文档 »
■ ■ ■ ■ ■ ■ ■
ElasticSearch（4）---Bulk批量操作

在这里插入图片描述

上一篇：ElasticSearch（3）—CURL操作

1.Bulk的格式

{action:{metadata}}
  //注意 “
”表示换行符
{requstbody}
 (请求体)

语法	描述
action	(行为)，包含create（文档不存在时创建）、update（更新文档）、index（创建新文档或替换已用文档）、delete（删除一个文档）。
metadata	(行为操作的具体索引信息)，需要指明数据的_index、_type、_id。

create和index的区别：如果数据存在，使用create操作失败，会提示文档已存在，使用index则可以成功执行。

示例：

1. 批量插入

现在有一个文件books.json中有需要批量写入的数据，该文件中的数据如下：

{"index":{"_index":"books","_type":"info","_id":"1"}}
{"name":"西游记","author":"吴承恩","price":"40"}
{"index":{"_index":"books","_type":"info","_id":"2"}}
{"name":"三国演义","author":"罗贯中","price":"41"}
{"index":{"_index":"books","_type":"info","_id":"3"}}
{"name":"水浒传","author":"施耐庵","price":"42"}
{"index":{"_index":"books","_type":"info","_id":"4"}}
{"name":"红楼梦","author":"曹雪芹","price":"43"} //注意：此处还需要点下回车键，否则会报错

使用Xftp将此文件导入linux中的/home/zhangsan/data/目录下：
在这里插入图片描述
在linux中输入下面的命令

curl -H 'Content-Type:application/json' -XPOST 'http://120.76.217.14:9200/_bulk?pretty' --data-binary '@/home/zhangsan/data/books.json'

然后查询索引：

[zhangsan@tomcat-tst data]$ curl -XGET 'http://120.76.217.14:9200/books/info/_search?pretty'
{
  "took" : 813,
  "timed_out" : false,
  "_shards" : {
    "total" : 1,
    "successful" : 1,
    "skipped" : 0,
    "failed" : 0
  },
  "hits" : {
    "total" : {
      "value" : 4,
      "relation" : "eq"
    },
    "max_score" : 1.0,
    "hits" : [
      {
        "_index" : "books",
        "_type" : "info",
        "_id" : "1",
        "_score" : 1.0,
        "_source" : {
          "name" : "西游记",
          "author" : "吴承恩",
          "price" : "40"
        }
      },
      {
        "_index" : "books",
        "_type" : "info",
        "_id" : "2",
        "_score" : 1.0,
        "_source" : {
          "name" : "三国演义",
          "author" : "罗贯中",
          "price" : "41"
        }
      },
      {
        "_index" : "books",
        "_type" : "info",
        "_id" : "3",
        "_score" : 1.0,
        "_source" : {
          "name" : "水浒传",
          "author" : "施耐庵",
          "price" : "42"
■ ■ ■ ■ ■ ■ ■
列表 »
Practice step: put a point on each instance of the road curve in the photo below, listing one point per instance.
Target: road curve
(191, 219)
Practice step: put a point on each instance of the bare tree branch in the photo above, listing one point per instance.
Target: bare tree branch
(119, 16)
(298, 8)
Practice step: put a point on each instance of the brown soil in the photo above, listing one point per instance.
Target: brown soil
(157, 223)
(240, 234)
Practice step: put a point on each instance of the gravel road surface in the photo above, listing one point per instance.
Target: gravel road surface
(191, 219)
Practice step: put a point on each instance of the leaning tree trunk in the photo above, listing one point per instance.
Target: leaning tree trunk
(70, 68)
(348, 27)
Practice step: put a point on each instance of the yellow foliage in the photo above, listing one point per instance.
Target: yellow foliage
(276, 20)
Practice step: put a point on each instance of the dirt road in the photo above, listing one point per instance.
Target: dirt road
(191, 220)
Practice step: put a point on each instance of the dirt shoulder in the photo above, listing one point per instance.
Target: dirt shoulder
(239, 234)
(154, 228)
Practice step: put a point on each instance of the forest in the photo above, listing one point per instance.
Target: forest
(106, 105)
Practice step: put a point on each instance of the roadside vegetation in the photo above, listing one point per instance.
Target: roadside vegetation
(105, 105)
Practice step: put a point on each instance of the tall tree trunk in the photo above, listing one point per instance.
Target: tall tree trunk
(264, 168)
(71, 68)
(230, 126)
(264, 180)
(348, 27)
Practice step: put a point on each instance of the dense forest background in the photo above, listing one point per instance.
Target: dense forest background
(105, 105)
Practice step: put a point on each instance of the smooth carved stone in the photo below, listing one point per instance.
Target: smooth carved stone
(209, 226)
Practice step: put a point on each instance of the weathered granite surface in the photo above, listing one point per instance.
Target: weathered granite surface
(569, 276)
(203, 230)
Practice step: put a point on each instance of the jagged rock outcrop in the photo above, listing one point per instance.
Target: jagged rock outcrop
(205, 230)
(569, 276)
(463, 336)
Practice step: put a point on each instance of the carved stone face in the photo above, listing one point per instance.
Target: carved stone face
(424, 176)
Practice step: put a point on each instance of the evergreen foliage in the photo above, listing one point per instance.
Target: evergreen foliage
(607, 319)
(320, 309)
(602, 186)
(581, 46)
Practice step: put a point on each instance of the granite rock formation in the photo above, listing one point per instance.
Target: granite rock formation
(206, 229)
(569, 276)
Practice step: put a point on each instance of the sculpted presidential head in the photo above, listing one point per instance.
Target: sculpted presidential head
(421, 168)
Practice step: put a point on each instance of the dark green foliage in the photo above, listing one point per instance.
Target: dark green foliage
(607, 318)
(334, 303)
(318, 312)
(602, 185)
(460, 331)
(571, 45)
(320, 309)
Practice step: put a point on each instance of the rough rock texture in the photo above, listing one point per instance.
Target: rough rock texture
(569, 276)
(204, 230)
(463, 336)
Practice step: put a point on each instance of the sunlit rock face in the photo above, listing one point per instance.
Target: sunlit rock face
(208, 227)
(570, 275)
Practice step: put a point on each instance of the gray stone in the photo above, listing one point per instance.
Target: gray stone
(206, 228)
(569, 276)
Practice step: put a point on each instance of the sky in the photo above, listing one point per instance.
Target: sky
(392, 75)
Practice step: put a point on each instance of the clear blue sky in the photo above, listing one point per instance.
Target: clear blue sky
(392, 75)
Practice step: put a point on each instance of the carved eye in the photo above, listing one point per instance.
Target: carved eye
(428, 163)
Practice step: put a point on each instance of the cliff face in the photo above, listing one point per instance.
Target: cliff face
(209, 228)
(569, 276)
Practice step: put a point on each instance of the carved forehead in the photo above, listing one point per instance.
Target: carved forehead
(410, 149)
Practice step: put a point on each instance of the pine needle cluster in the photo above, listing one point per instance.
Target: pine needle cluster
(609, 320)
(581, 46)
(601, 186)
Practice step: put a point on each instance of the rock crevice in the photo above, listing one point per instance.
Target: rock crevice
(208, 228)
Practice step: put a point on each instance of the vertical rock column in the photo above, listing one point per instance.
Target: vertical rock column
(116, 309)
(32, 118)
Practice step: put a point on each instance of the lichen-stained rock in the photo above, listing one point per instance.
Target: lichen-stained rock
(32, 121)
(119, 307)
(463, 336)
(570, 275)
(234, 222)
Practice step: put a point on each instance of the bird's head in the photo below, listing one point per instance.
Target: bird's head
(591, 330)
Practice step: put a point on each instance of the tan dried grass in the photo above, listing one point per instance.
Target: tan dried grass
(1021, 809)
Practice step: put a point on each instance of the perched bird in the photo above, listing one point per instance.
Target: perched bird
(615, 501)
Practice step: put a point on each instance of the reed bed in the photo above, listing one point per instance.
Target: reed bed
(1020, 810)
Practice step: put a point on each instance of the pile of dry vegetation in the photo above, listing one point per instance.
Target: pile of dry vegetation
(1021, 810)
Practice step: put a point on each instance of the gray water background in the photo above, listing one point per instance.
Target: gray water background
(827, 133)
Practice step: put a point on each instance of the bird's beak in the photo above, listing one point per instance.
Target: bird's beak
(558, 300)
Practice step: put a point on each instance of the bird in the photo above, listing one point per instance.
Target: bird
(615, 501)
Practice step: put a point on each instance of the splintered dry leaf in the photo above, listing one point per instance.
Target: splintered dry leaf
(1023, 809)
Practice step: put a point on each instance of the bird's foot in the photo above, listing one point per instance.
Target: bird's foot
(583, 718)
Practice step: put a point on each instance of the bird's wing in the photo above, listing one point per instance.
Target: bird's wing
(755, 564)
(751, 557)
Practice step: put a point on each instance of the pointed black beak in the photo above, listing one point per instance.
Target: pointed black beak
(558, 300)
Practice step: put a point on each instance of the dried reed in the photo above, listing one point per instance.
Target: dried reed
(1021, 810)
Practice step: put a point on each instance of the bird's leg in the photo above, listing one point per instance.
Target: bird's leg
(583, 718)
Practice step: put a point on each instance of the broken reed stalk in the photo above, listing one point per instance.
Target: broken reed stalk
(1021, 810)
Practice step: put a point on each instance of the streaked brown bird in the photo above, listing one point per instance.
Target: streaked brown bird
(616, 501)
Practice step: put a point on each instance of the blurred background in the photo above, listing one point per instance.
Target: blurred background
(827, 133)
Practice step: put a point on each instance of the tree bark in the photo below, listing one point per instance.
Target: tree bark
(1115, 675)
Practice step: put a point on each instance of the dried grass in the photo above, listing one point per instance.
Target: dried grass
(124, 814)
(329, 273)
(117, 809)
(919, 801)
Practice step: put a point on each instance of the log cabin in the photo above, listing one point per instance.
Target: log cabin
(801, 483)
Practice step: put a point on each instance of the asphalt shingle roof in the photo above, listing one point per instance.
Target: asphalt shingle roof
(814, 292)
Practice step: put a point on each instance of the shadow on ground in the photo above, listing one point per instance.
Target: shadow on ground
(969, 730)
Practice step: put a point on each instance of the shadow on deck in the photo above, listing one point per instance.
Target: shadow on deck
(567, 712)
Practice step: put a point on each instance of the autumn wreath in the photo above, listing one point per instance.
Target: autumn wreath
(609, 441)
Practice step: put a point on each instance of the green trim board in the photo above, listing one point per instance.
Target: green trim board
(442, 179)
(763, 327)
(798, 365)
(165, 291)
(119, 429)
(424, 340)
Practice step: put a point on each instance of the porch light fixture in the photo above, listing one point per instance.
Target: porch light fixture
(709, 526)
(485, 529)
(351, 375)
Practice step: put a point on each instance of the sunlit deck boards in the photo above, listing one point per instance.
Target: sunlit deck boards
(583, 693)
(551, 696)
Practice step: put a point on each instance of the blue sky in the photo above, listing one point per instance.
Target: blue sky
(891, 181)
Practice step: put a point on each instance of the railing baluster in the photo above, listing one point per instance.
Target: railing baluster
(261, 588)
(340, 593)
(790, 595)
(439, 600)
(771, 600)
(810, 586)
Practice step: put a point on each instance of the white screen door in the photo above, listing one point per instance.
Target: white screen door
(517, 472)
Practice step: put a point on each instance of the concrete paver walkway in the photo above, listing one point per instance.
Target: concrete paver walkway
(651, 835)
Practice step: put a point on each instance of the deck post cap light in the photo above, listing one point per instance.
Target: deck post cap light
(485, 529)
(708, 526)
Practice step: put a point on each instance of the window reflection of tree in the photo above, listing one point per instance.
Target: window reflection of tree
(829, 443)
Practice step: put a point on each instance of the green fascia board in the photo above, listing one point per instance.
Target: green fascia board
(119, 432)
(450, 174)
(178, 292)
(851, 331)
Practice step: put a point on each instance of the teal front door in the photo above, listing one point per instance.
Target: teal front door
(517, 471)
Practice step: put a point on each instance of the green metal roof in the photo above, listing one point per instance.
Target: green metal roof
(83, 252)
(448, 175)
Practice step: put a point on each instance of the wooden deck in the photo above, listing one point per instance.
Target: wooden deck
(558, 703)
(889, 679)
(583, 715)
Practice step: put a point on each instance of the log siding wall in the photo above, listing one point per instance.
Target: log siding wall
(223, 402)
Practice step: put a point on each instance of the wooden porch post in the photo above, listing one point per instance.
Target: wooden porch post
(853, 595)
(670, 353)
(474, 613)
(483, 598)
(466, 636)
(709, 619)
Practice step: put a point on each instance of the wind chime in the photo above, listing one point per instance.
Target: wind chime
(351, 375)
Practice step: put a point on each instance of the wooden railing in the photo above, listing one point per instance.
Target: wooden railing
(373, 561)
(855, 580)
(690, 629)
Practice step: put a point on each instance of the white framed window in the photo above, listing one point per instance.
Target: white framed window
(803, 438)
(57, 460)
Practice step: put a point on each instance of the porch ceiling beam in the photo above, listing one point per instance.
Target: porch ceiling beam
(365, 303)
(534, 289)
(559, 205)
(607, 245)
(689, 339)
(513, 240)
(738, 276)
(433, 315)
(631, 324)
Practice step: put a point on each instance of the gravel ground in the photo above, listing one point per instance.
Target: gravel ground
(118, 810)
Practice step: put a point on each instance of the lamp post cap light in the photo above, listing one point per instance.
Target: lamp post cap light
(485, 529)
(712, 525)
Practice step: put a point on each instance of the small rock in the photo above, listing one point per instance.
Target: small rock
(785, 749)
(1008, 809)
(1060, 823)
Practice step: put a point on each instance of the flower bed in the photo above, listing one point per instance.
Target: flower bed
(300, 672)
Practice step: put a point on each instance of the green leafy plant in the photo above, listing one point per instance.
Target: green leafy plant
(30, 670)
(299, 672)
■ ■ ■ ■ ■ ■ ■
你的任务 »
**a.** 按照 Bulk 批量操作文档的说法，数据已经存在时使用 create 操作会出现什么结果？
**b.** 接着 Bulk 批量操作文档最后一行往下写。
列表与文档没有关系。

结果 »
**a.** 操作失败，并提示文档已存在。

**b.**
        }
      },
      {
        "_index" : "books",
        "_type" : "info",
        "_id" : "4",
        "_score" : 1.0,
        "_source" : {
          "name" : "红楼梦",
          "author" : "曹雪芹",
          "price" : "43"
        }
      }
    ]
  }
}
[zhangsan@tomcat-tst data]$

批量写入成功，

2. 批量处理

{"update":{"_index":"books","_type":"info","_id":"1"}} //更新文档
{"doc":{"name":"人性的弱点","author":"卡耐基"}} //请求体
{"delete":{"_index":"books","_type":"info","_id":"2"}} //删除不需要请求体
{"create":{"_index":"books","_type":"info","_id":"10"}} //当文档不存在的时候创建文档
{"name":"孙子兵法","author":"孙武","price":"42"} //请求体
{"index":{"_index":"books","_type":"info","_id":"3"}} //创建新文档或者替换已用文档
{"name":"厚黑学","author":"李宗吾","price":"50"} //请求体

以上是Bulk批量操作4中基本的action。

3. 批量处理的数据量

因为Bulk操作会将要处理的数据导入到内存中，所以数据量的处理是有限的。能处理多少数据量取决于硬件配置、文档的大小以及复杂性、索引以及搜索负载。

一般建议是1000-5000个文档，大小建议是5-15MB，默认不能超过100M，可以在es的配置文件（config下的elasticsearch.yml）中进行配置。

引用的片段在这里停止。